§ Vorliegender Auszug
________________________

Du glaubst ernsthaft, du könntest den zusätzlichen Stromverbrauch nach einer Aufrüstung auf 50W genau abschätzen und zu 100% ausschließen, dass dein aktuelles Netzteil (Kosten für Weiternutzung: 0,00€; Leistung-pro-Euro somit =unendlich) das schafft?



> NT neukauf Dimensionierung das 2-3 fache des aktuellen max Verbrauchs und man hat hofentlich für ne Weile Ruhe. Es geht je schliesslich um das "HERZ" eines jeden Rechenknechtes...



So hab ich anno01 auch gedacht, als ich ein 430W Enermax gekauft habe. Zugegeben: Das läuft bis heute, aber das macht das 230W Noname, das beim Gehäuse dabei war, auch. Für moderne Systeme ist es aufgrund der schlechten Leistungsverteilung aber ungeeignet und ich habe seitdem zweimal ein neues Netzteil gekauft - nicht wegen der Leistung, sondern der Lautstärke.
Das aktuelle hat jetzt 450W...
Wer übertrieben kauft, zahl einfach nur extra.


----------



## Standeck (6. Oktober 2010)

PCGH_Marc schrieb:


> Platine, Kondensatoren, Filter usw. bewerten wir ja. Abrauchen kann jedoch immer etwas. Wir überlegen uns etwas.



Danke Marc. Wäre echt ne tolle Sache wenn ihr das irgendwie beurteilen könntet. Denn ich habe ehrlich gesagt keinen Bock alle zwei Jahre das Netzteil tauschen zu müssen. Mir ist ein langlebiges, leises Netzteil sehr wichtig. Es darf ruhig ein bischen mehr kosten wenn dafür die Qualität stimmt. 

Aber das gleich zwei Bequiet auf einmal den Geist aufgeben ist schon komisch. Das im HTPC mußte eigentlich nie viel leisten. Die meiste Zeit befindet sich der PC im Leerlauf, die Graka, eine HD2600XT, muß nie in den 3D Modus wechseln. Ich glaube einfach das ein paar Bauteile nicht von guter Qualität waren in dem Ding.


----------



## ruyven_macaran (6. Oktober 2010)

Be Quiet hatte im Laufe der Zeit mindestens zwei Baureihen mit sehr hohen Ausfallraten (wärend die vorrangegange und folgende Baureihe beide Male problemlos war)

________________________

§ Aufgabe 1
Schreiben Sie aus dem Auszug über Netzteile den Abschnitt zwischen „So hab ich anno01“ und „hat jetzt 450W...“ einschließlich ab.
§ Aufgabe 2
Nennen Sie sämtliche Leistungsangaben in Watt, die im Auszug über Netzteile vorkommen, in der Reihenfolge ihres Auftretens.

§ Datenauflistung
________________________

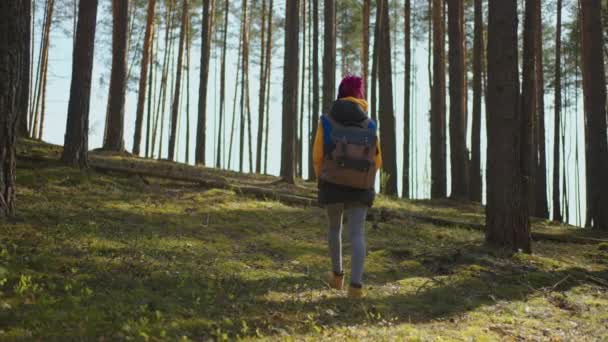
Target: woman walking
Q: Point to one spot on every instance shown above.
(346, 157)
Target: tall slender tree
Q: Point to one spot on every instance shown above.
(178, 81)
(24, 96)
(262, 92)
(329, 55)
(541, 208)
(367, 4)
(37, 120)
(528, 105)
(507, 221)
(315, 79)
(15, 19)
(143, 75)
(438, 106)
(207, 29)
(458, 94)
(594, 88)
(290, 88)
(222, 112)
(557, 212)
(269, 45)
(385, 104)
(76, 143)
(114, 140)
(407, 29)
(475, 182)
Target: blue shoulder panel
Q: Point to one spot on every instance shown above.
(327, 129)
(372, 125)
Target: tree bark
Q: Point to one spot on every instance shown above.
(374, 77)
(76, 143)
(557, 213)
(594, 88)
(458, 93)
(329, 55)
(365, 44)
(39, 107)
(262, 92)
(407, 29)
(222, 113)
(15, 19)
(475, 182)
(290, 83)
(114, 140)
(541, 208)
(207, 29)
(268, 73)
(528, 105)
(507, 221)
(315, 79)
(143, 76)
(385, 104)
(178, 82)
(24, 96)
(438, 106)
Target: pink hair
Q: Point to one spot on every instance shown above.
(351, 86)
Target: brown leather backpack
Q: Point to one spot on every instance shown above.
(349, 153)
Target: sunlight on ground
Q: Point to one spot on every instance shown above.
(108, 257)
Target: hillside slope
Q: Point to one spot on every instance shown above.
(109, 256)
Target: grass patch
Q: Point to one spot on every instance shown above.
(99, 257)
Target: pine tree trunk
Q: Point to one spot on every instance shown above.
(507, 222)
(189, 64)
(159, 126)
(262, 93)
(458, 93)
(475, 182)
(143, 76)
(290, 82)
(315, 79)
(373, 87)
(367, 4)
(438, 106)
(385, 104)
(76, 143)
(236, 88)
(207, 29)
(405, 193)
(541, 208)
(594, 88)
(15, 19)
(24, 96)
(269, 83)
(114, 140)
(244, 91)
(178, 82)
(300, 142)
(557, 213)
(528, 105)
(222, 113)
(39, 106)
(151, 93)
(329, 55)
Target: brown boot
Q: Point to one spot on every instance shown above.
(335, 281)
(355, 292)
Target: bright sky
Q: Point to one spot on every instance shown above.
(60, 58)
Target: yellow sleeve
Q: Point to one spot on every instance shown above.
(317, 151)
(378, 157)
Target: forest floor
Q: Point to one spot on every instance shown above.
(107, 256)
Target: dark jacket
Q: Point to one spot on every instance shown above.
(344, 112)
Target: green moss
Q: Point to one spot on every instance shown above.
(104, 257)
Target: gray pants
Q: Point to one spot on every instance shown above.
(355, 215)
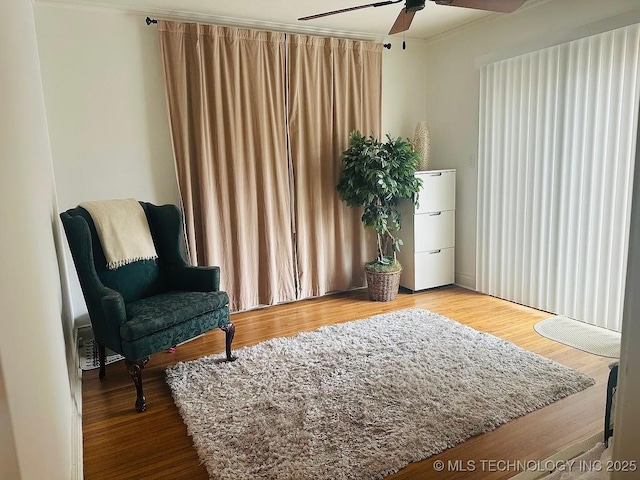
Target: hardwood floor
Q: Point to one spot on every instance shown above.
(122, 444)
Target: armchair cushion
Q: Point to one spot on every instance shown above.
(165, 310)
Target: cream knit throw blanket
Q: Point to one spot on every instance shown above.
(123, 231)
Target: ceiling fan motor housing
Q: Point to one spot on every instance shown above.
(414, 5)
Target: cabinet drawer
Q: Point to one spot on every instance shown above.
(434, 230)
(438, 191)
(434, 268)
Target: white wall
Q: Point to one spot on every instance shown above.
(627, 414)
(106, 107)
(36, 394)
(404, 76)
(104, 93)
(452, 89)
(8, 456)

________________________

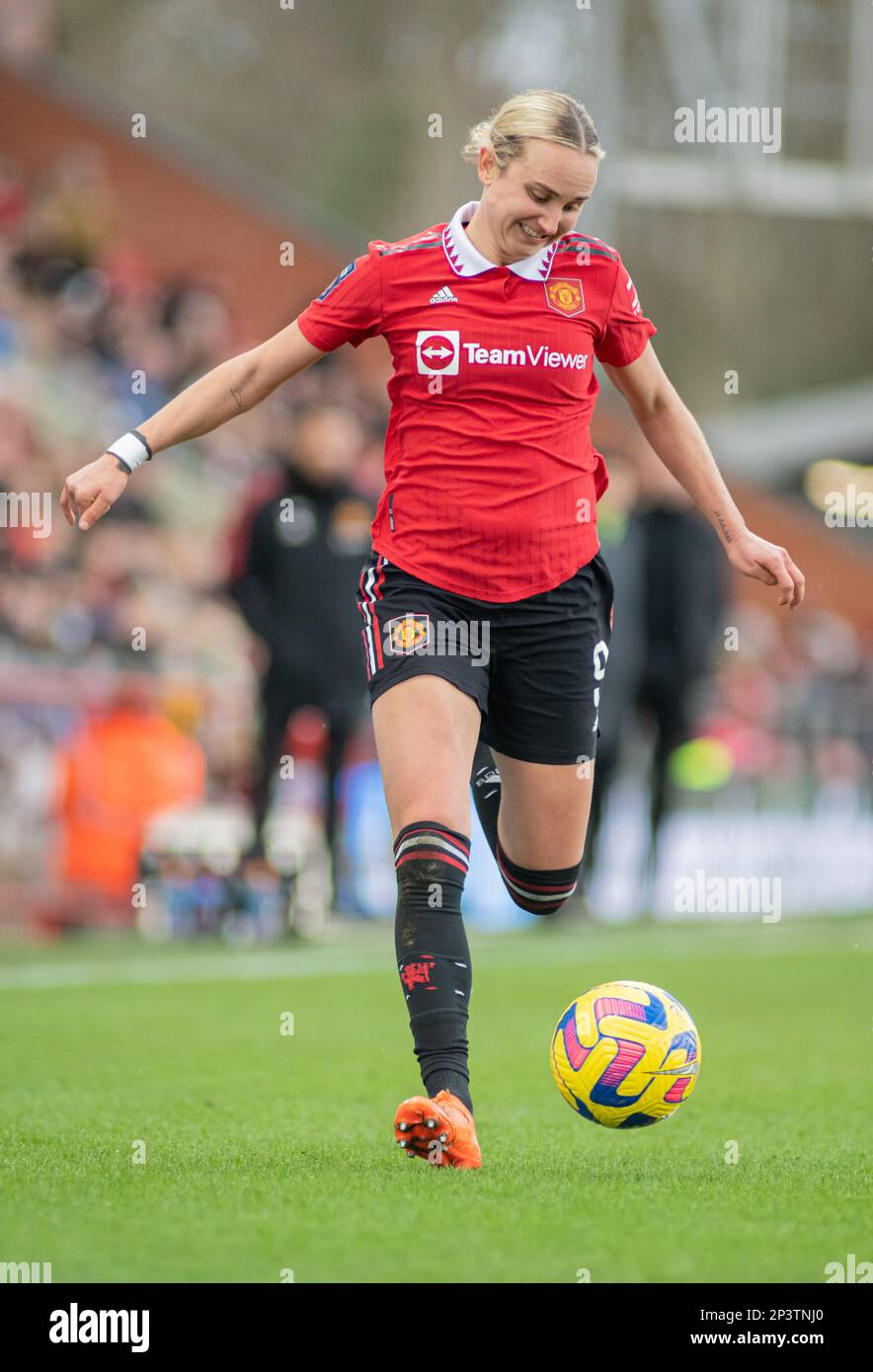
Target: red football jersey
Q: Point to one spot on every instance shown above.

________________________

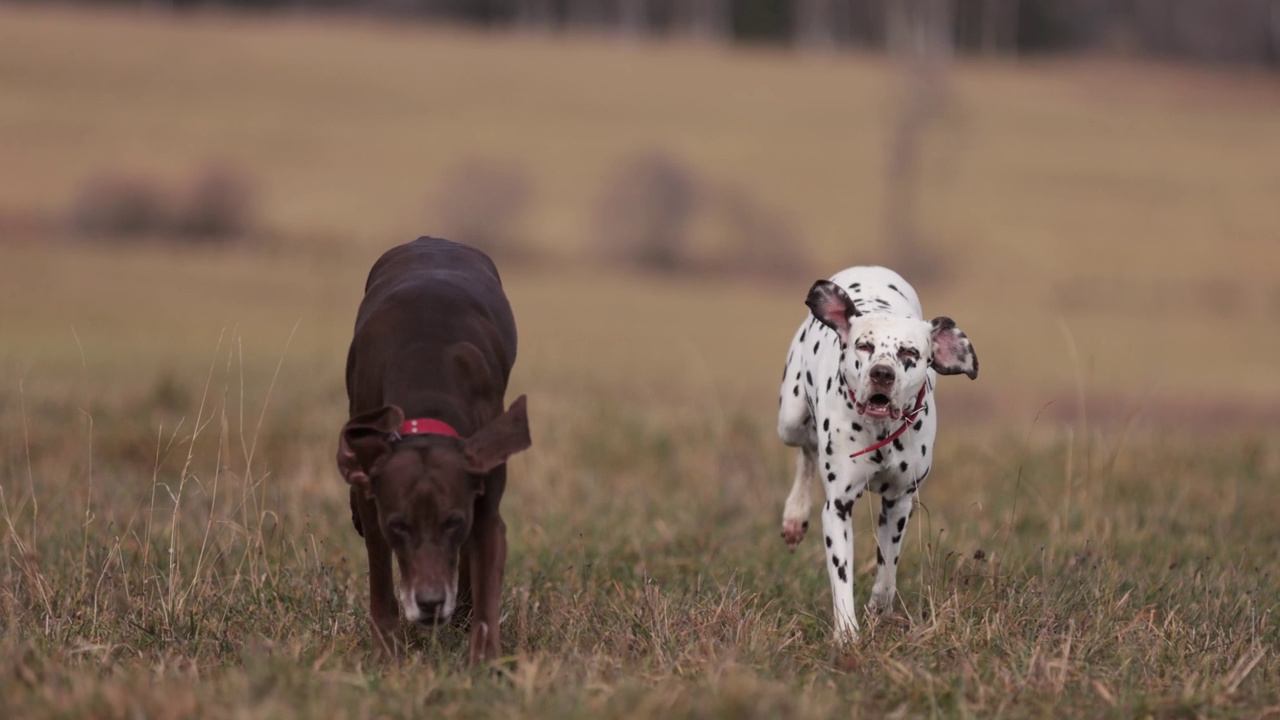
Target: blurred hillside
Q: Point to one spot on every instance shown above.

________________________

§ Schriftliche Antwort 1
So hab ich anno01 auch gedacht, als ich ein 430W Enermax gekauft habe. Zugegeben: Das läuft bis heute, aber das macht das 230W Noname, das beim Gehäuse dabei war, auch. Für moderne Systeme ist es aufgrund der schlechten Leistungsverteilung aber ungeeignet und ich habe seitdem zweimal ein neues Netzteil gekauft - nicht wegen der Leistung, sondern der Lautstärke.
Das aktuelle hat jetzt 450W...

§ Schriftliche Antwort 2
50W, 430W, 230W, 450W